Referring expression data
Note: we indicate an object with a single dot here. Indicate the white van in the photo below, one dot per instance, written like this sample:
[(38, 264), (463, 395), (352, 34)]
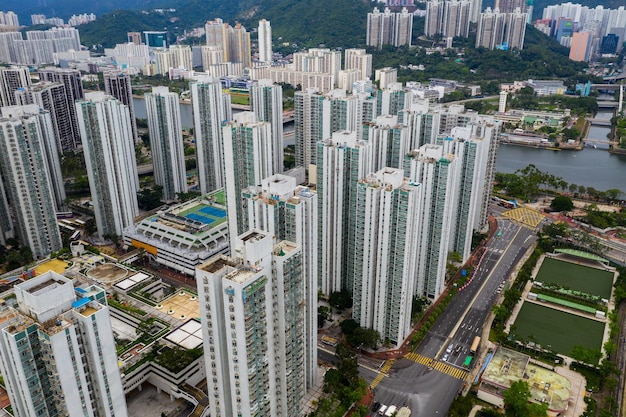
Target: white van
[(392, 409)]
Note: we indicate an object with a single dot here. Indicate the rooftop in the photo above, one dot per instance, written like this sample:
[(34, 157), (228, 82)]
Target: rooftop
[(546, 386), (217, 263)]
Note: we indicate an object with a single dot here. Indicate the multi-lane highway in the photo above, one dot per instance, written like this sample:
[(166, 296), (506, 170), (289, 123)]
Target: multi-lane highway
[(422, 380)]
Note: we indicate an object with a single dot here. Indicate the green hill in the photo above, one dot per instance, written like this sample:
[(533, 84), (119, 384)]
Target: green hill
[(334, 23)]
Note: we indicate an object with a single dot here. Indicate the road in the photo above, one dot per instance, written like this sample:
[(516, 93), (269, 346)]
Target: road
[(427, 391)]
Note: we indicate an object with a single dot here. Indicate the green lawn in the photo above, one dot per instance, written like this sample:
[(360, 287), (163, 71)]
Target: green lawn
[(562, 331), (576, 277)]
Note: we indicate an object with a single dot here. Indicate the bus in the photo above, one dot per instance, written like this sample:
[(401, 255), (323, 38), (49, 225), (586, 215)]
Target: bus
[(468, 361), (327, 340), (475, 344)]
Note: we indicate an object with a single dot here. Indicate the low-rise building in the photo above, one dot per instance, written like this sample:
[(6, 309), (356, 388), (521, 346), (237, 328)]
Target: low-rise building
[(508, 366), (185, 235)]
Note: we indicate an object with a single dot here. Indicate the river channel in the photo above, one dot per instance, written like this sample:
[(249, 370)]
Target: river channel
[(591, 167)]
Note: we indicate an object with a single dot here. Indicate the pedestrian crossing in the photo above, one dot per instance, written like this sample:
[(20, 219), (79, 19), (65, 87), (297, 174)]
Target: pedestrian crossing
[(383, 373), (438, 365), (525, 216)]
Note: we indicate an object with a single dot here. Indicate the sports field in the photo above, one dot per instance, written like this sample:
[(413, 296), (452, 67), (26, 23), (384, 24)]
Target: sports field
[(561, 331), (205, 214), (576, 277)]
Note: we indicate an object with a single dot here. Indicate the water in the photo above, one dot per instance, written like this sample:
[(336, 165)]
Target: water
[(186, 113), (591, 167)]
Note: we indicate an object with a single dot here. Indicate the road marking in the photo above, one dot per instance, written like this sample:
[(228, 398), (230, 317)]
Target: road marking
[(440, 366), (383, 373), (480, 290)]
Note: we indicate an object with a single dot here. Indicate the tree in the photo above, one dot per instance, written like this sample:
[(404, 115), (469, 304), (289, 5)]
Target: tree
[(561, 203), (516, 402), (348, 365), (150, 198), (90, 227), (340, 299), (190, 195), (614, 194)]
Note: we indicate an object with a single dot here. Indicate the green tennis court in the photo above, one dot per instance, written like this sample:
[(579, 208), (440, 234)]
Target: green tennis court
[(561, 331), (576, 277)]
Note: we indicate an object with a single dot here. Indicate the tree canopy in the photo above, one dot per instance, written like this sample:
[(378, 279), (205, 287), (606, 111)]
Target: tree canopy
[(561, 203), (516, 402)]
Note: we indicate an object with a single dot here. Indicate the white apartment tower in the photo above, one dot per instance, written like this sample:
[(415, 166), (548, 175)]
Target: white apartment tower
[(359, 59), (385, 242), (456, 18), (11, 79), (72, 81), (403, 28), (166, 140), (471, 146), (57, 353), (266, 101), (390, 141), (210, 108), (118, 86), (289, 212), (248, 159), (490, 29), (311, 109), (265, 41), (176, 56), (32, 177), (52, 96), (6, 224), (109, 149), (341, 162), (434, 18), (389, 28), (233, 41), (252, 315), (436, 173), (515, 29)]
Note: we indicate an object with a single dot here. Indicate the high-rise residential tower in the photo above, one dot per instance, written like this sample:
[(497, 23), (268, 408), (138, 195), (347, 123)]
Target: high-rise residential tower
[(581, 46), (118, 86), (31, 173), (252, 315), (385, 242), (57, 352), (311, 109), (265, 41), (359, 59), (490, 30), (166, 141), (109, 149), (515, 29), (389, 28), (72, 81), (52, 96), (266, 101), (341, 162), (436, 172), (233, 41), (211, 107), (11, 79), (456, 18), (248, 159), (289, 212)]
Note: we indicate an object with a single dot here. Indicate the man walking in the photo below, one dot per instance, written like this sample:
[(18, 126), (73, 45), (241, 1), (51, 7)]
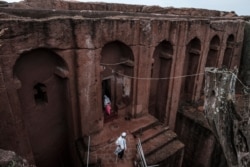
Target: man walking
[(121, 144)]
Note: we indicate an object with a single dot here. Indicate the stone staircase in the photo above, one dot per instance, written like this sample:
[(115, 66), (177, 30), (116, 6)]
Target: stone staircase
[(160, 145)]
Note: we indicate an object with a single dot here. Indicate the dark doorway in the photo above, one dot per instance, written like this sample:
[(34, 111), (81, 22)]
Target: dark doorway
[(44, 102), (190, 69), (117, 62), (228, 55), (159, 85)]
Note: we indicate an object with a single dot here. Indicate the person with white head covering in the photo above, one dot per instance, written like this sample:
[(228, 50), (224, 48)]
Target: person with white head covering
[(121, 144)]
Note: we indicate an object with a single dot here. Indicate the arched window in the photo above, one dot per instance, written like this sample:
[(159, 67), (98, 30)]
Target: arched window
[(40, 94)]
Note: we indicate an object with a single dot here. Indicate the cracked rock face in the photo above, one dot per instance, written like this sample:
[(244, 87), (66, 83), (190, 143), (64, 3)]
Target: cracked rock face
[(227, 116), (10, 159)]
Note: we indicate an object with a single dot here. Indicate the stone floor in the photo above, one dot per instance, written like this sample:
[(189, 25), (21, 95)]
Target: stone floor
[(103, 143)]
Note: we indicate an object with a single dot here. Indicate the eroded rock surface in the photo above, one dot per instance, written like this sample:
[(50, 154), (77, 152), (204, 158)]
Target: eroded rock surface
[(228, 118)]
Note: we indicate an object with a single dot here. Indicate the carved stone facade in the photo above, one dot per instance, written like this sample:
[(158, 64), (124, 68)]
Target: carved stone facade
[(56, 65)]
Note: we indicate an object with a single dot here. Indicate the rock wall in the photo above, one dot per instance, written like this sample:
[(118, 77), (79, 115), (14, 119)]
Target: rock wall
[(201, 146), (76, 40)]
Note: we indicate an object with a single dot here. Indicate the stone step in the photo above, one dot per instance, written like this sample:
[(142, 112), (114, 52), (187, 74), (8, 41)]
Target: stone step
[(156, 143), (152, 132), (147, 124)]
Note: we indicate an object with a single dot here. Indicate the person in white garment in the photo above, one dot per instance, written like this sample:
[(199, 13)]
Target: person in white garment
[(121, 144)]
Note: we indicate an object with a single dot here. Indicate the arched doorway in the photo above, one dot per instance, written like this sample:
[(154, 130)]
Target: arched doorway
[(191, 64), (212, 57), (44, 102), (159, 85), (228, 55), (117, 62)]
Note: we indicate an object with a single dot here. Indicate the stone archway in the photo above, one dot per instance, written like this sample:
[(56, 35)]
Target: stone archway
[(212, 57), (161, 69), (191, 64), (117, 62), (44, 102), (228, 55)]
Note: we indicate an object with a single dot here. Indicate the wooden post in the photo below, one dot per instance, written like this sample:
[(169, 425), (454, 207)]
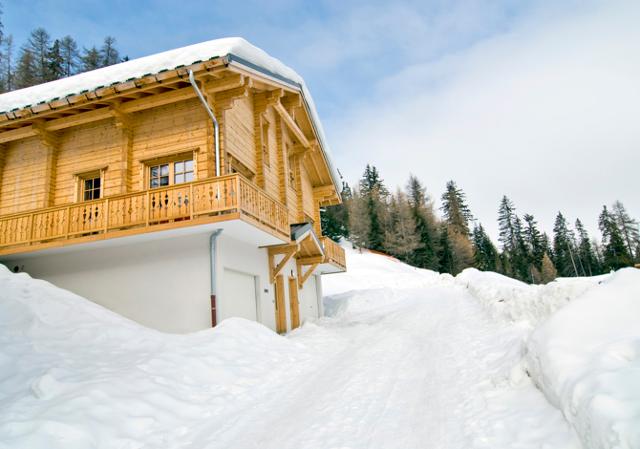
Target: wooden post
[(214, 317), (294, 304), (66, 232), (105, 211), (191, 201), (281, 318)]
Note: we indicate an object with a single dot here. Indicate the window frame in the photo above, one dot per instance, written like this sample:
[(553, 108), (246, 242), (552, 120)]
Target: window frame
[(171, 161), (80, 182)]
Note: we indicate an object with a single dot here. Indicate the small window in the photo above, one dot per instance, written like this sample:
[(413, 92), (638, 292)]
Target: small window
[(91, 188), (89, 185), (183, 171), (159, 176), (177, 172)]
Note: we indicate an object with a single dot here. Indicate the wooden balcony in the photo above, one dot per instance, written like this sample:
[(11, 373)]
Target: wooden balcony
[(334, 254), (211, 200)]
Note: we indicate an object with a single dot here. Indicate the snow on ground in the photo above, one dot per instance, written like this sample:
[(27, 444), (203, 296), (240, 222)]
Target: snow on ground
[(407, 359), (586, 358)]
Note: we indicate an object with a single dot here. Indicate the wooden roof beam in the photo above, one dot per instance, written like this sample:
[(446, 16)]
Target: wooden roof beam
[(292, 125)]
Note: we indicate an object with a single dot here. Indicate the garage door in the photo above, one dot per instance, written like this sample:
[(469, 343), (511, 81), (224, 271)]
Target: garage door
[(238, 297), (309, 302)]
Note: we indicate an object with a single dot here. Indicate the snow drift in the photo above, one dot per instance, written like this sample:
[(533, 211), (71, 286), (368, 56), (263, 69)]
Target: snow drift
[(586, 358), (75, 375), (407, 358)]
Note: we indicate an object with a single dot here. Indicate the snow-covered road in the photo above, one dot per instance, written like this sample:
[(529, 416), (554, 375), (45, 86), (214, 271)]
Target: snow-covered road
[(420, 371), (405, 359)]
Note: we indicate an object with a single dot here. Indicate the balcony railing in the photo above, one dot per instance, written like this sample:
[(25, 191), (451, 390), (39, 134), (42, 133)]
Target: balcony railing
[(214, 199), (333, 253)]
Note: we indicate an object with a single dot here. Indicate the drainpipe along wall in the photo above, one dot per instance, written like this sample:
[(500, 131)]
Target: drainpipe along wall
[(216, 128), (213, 253)]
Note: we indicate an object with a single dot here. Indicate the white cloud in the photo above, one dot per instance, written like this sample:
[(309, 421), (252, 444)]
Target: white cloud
[(547, 113)]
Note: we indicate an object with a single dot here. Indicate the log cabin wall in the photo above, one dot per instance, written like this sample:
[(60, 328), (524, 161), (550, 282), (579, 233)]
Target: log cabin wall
[(239, 130), (85, 149), (43, 171), (21, 182), (168, 130)]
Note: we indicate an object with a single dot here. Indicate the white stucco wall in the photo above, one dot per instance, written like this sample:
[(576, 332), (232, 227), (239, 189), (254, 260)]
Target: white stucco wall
[(245, 258), (165, 283)]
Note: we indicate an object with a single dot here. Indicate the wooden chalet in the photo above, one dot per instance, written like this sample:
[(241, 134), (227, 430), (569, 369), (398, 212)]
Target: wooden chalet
[(177, 189)]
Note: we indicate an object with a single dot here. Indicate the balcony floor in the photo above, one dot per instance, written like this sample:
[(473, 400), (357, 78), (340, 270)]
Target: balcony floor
[(236, 228)]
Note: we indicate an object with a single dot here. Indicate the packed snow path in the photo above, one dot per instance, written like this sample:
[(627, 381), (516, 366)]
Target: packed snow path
[(405, 359), (419, 372)]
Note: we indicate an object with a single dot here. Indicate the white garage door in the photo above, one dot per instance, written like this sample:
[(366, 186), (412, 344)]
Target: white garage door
[(238, 297), (309, 299)]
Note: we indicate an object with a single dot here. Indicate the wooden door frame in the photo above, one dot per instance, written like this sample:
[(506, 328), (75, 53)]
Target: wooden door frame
[(281, 313), (294, 302)]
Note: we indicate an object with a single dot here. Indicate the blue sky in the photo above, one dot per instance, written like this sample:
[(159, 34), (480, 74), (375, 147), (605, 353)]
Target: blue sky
[(531, 99)]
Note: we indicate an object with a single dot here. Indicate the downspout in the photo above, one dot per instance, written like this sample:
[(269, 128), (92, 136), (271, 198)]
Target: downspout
[(213, 251), (216, 128)]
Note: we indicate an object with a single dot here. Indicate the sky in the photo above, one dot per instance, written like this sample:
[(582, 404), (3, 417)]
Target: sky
[(536, 100)]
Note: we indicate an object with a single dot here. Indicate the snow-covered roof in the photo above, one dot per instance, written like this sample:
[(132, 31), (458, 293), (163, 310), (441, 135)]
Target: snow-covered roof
[(239, 51)]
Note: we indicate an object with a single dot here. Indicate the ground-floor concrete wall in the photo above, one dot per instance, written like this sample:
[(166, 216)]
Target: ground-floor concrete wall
[(165, 283)]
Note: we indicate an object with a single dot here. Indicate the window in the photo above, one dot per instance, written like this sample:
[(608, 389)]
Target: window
[(183, 171), (174, 172), (91, 188), (89, 185), (159, 176)]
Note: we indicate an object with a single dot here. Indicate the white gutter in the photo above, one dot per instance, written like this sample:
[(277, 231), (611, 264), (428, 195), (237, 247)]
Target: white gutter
[(216, 128), (213, 252)]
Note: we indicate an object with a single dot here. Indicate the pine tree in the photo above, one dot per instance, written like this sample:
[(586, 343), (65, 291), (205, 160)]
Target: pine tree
[(486, 254), (55, 65), (628, 226), (38, 44), (455, 210), (401, 239), (534, 240), (108, 53), (425, 255), (586, 254), (506, 225), (375, 193), (70, 55), (90, 59), (6, 68), (445, 251), (26, 69), (615, 253), (358, 220), (548, 271), (520, 256), (335, 219), (562, 248), (514, 249), (457, 215)]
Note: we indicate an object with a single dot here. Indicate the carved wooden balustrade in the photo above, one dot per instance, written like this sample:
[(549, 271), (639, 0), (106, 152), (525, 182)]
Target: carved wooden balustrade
[(334, 253), (215, 199)]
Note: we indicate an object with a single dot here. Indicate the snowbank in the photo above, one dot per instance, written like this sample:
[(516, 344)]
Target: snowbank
[(511, 300), (75, 375), (586, 359)]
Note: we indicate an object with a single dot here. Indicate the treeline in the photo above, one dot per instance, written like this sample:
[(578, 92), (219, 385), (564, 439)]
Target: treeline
[(43, 58), (405, 225)]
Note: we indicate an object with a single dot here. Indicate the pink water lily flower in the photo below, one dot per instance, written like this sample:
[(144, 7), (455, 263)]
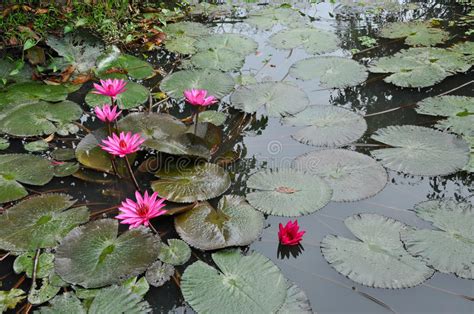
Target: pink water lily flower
[(290, 234), (110, 87), (122, 145), (197, 97), (140, 212), (107, 113)]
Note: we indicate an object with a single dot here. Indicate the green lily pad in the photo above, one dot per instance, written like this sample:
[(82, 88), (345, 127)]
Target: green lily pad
[(22, 168), (39, 118), (165, 133), (449, 248), (94, 255), (416, 33), (177, 252), (351, 175), (216, 83), (190, 183), (332, 72), (242, 284), (287, 192), (239, 44), (39, 222), (159, 273), (312, 40), (277, 98), (233, 223), (327, 126), (134, 96), (421, 151), (378, 258)]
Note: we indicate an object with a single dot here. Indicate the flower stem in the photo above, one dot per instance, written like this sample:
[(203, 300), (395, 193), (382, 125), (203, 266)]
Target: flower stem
[(130, 171)]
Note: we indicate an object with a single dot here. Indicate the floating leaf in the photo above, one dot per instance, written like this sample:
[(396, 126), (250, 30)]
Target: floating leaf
[(312, 40), (39, 222), (22, 168), (351, 175), (277, 98), (450, 248), (233, 223), (416, 33), (327, 126), (39, 118), (134, 96), (165, 133), (159, 273), (243, 284), (190, 183), (217, 84), (94, 255), (378, 258), (332, 72), (421, 151), (287, 192), (177, 252)]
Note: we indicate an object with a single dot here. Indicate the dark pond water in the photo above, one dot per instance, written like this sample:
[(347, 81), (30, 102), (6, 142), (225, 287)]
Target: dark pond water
[(265, 143)]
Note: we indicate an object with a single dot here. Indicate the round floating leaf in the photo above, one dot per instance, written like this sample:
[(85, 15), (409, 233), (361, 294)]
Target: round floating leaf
[(134, 96), (450, 248), (177, 252), (327, 126), (378, 260), (239, 44), (217, 84), (22, 168), (95, 256), (159, 273), (421, 151), (312, 40), (296, 301), (243, 284), (223, 60), (165, 133), (38, 118), (332, 72), (117, 299), (287, 192), (352, 176), (190, 183), (233, 223), (277, 98), (417, 33), (39, 222)]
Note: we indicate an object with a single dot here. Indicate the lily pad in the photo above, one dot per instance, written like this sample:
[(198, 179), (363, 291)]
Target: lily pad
[(277, 98), (243, 284), (449, 248), (217, 84), (312, 40), (327, 126), (421, 151), (165, 133), (39, 222), (287, 192), (351, 175), (22, 168), (134, 96), (190, 183), (94, 255), (233, 223), (39, 118), (332, 72), (416, 33), (177, 252), (378, 258)]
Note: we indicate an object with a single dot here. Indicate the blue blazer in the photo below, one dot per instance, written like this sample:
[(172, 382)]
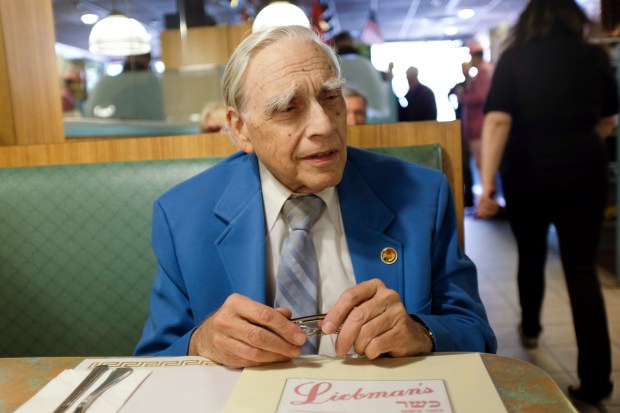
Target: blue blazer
[(209, 240)]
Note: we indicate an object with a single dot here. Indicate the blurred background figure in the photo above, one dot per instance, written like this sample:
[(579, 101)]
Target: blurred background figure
[(454, 95), (421, 104), (547, 140), (213, 118), (356, 106), (72, 93), (473, 96), (136, 93), (362, 76)]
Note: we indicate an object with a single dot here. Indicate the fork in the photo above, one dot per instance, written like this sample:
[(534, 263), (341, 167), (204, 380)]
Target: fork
[(114, 377)]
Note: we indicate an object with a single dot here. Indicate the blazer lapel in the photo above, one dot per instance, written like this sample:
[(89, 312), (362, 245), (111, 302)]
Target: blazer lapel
[(241, 245), (373, 252)]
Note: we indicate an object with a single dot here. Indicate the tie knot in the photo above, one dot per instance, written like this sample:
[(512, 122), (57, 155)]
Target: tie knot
[(301, 212)]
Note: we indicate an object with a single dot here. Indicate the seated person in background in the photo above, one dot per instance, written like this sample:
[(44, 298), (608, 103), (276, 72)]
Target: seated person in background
[(213, 118), (134, 94), (356, 106), (389, 272)]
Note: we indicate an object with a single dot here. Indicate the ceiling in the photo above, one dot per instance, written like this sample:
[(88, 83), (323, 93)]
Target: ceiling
[(398, 20)]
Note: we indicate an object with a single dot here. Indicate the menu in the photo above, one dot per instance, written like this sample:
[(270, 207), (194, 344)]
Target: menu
[(433, 384)]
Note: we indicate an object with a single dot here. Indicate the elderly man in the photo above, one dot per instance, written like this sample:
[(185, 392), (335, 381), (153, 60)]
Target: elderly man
[(357, 106), (390, 275)]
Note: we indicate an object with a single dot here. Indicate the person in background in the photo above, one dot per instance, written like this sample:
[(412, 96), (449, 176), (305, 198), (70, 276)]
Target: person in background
[(219, 237), (213, 118), (454, 95), (356, 106), (72, 93), (361, 75), (472, 99), (547, 141), (421, 104)]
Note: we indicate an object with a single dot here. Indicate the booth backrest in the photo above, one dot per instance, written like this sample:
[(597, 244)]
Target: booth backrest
[(76, 264)]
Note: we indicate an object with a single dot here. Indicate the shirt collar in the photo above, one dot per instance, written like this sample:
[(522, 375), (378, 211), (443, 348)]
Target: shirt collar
[(275, 194)]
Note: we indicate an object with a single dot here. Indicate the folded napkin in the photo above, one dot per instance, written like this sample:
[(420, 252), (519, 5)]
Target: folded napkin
[(57, 390)]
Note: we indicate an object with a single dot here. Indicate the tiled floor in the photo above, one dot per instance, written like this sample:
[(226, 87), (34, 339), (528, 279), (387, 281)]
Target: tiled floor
[(490, 245)]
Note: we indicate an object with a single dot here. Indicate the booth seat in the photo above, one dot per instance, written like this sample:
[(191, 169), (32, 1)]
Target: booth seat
[(76, 264)]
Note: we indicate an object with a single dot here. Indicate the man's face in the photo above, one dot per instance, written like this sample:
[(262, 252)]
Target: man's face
[(356, 110), (294, 116)]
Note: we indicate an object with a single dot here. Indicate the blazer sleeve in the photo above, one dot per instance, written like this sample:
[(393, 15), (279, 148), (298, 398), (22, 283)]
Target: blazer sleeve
[(170, 324), (457, 316)]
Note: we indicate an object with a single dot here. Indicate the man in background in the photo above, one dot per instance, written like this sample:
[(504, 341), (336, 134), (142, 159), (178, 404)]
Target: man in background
[(356, 106), (421, 104)]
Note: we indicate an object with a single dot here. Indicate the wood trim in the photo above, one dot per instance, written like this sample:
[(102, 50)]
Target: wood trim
[(31, 110)]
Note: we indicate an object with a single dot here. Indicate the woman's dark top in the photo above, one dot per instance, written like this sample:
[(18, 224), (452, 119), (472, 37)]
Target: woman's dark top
[(555, 89)]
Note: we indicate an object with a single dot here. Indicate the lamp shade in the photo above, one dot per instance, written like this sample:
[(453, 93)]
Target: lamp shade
[(118, 35), (280, 13)]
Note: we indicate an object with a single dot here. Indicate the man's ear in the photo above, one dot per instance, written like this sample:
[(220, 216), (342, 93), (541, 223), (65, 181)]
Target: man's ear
[(238, 130)]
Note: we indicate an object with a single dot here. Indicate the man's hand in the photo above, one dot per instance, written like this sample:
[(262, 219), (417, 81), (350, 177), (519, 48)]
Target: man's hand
[(375, 322), (245, 333)]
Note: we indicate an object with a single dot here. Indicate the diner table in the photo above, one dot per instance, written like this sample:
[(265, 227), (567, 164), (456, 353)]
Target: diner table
[(522, 387)]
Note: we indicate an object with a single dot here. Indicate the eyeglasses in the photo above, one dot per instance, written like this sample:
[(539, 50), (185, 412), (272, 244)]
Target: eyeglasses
[(312, 325)]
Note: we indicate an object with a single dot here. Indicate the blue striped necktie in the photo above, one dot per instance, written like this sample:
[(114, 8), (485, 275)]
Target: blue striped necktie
[(296, 285)]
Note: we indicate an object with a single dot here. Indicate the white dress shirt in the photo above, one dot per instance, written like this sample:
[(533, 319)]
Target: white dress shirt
[(335, 266)]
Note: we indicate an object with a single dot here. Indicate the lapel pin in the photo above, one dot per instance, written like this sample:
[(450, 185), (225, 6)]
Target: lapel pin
[(389, 255)]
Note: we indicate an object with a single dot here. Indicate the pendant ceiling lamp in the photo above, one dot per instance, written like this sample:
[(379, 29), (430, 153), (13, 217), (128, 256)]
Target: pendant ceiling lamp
[(280, 13), (119, 35)]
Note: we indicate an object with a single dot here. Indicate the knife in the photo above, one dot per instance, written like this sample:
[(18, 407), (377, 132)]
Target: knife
[(82, 387)]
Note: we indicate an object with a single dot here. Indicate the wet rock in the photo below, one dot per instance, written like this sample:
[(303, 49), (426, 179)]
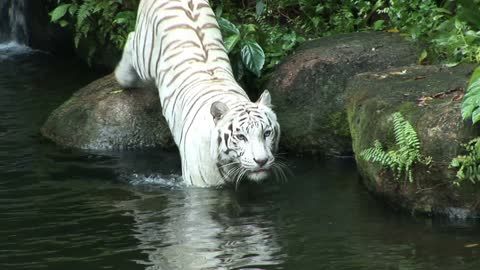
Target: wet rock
[(103, 116), (427, 96), (308, 88)]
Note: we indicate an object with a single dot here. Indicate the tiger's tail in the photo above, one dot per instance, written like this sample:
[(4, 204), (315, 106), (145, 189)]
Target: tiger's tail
[(125, 73)]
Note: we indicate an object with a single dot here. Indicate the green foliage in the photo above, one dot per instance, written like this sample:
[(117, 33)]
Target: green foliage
[(260, 33), (99, 23), (468, 165), (241, 45), (471, 101), (406, 153)]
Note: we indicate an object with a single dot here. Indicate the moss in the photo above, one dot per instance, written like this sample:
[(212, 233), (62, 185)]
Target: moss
[(338, 122)]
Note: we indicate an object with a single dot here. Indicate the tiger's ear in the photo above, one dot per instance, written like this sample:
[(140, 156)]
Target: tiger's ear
[(217, 110), (265, 99)]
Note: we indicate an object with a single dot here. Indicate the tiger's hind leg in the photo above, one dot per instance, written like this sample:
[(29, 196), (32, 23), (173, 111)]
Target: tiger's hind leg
[(125, 73)]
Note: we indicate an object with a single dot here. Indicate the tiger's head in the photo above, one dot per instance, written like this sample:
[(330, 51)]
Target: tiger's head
[(246, 139)]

== HOW TO COMPLETE THIS TASK ==
When the records above are checked line by line, how many lines contain the word "below"? Please give only that number.

== ANSWER AREA ==
6